TASK STATEMENT. Pull out every line in the items that contains the string "trolleybus", and copy each one in full.

Entries for bounding box labeling:
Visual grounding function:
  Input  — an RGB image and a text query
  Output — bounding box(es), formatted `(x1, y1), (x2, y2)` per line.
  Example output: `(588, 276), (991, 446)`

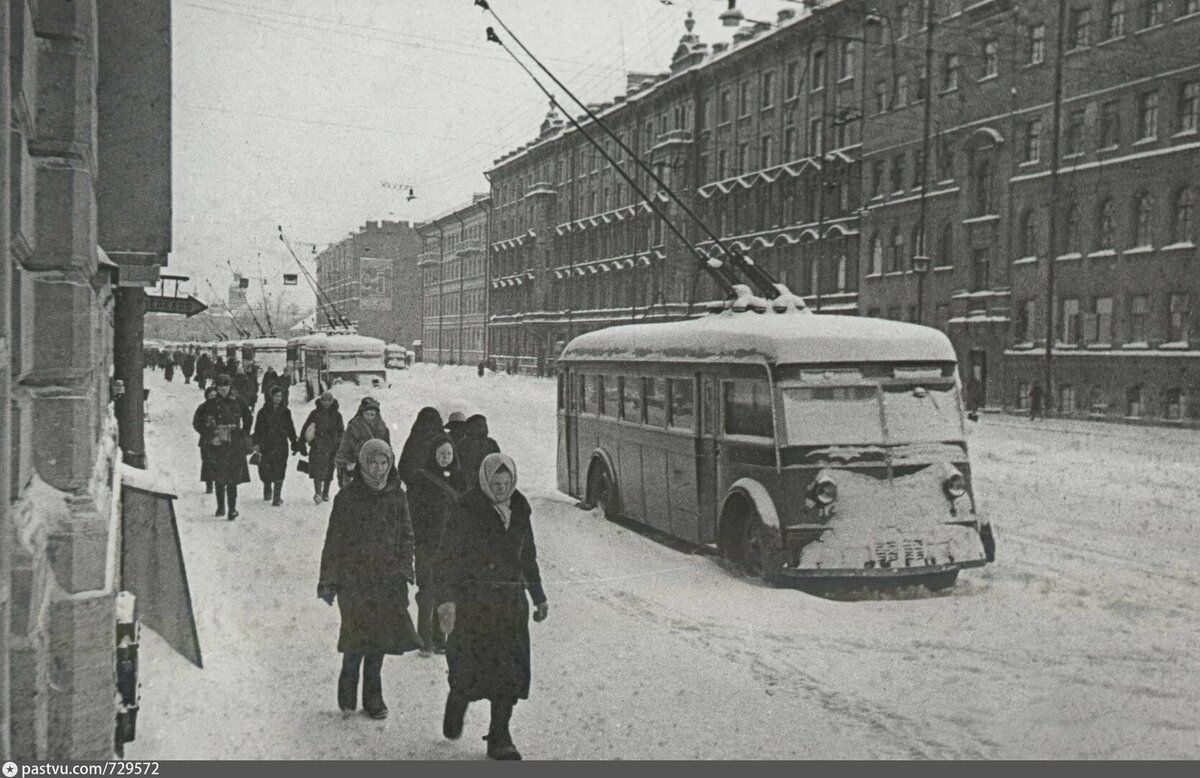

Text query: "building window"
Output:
(1171, 186), (1196, 243)
(983, 38), (1000, 78)
(1176, 80), (1200, 132)
(1067, 6), (1092, 49)
(1096, 197), (1114, 250)
(1166, 294), (1190, 343)
(1058, 298), (1080, 346)
(1021, 119), (1042, 162)
(1028, 24), (1046, 65)
(1105, 0), (1126, 40)
(1138, 91), (1158, 140)
(1062, 108), (1084, 157)
(942, 54), (959, 91)
(934, 222), (954, 268)
(1129, 294), (1150, 343)
(1019, 209), (1038, 257)
(1133, 192), (1154, 246)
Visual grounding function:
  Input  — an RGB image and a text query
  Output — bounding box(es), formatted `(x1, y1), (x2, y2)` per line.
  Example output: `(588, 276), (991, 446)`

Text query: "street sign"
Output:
(146, 294), (209, 317)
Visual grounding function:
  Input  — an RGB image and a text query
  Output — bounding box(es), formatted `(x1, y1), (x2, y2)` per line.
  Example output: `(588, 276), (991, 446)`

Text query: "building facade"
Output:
(317, 221), (421, 345)
(0, 0), (172, 761)
(418, 195), (492, 365)
(488, 0), (866, 372)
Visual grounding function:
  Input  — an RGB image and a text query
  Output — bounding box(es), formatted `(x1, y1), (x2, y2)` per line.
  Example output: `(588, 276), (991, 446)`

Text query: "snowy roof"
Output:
(559, 309), (955, 364)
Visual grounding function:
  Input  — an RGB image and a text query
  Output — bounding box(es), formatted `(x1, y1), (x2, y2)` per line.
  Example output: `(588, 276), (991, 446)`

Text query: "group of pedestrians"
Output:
(316, 403), (548, 759)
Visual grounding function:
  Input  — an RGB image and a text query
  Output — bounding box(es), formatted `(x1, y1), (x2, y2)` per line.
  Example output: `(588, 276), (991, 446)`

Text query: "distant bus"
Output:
(557, 303), (994, 590)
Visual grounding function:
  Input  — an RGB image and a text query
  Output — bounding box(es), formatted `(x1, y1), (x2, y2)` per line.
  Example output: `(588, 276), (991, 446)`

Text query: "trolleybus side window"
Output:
(724, 381), (775, 438)
(670, 378), (696, 430)
(600, 376), (620, 419)
(620, 378), (644, 424)
(642, 378), (667, 427)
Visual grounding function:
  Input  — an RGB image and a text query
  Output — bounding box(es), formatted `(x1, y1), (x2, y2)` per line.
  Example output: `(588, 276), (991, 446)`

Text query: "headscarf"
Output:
(359, 438), (396, 491)
(479, 454), (517, 528)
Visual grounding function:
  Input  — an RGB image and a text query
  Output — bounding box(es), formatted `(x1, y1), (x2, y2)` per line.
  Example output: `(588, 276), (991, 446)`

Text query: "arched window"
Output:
(1133, 192), (1154, 246)
(1171, 186), (1196, 243)
(871, 233), (883, 275)
(935, 222), (954, 268)
(1096, 197), (1112, 249)
(1020, 208), (1038, 257)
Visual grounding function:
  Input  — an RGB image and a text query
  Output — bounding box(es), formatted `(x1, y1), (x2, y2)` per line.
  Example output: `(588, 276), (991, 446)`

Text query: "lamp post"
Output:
(912, 255), (930, 324)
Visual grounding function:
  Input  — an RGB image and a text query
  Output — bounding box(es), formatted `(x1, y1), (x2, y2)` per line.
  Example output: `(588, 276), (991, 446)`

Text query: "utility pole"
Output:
(1043, 0), (1067, 407)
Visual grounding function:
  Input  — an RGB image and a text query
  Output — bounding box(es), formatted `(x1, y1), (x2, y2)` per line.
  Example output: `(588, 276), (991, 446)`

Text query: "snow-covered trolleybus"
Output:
(557, 295), (994, 588)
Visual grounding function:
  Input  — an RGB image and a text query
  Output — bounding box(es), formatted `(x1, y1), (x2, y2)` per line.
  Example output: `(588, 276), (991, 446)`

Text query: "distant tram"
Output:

REPLY TO THE EXERCISE.
Text query: "trolleybus side window"
Text query: "snow-covered trolleybus"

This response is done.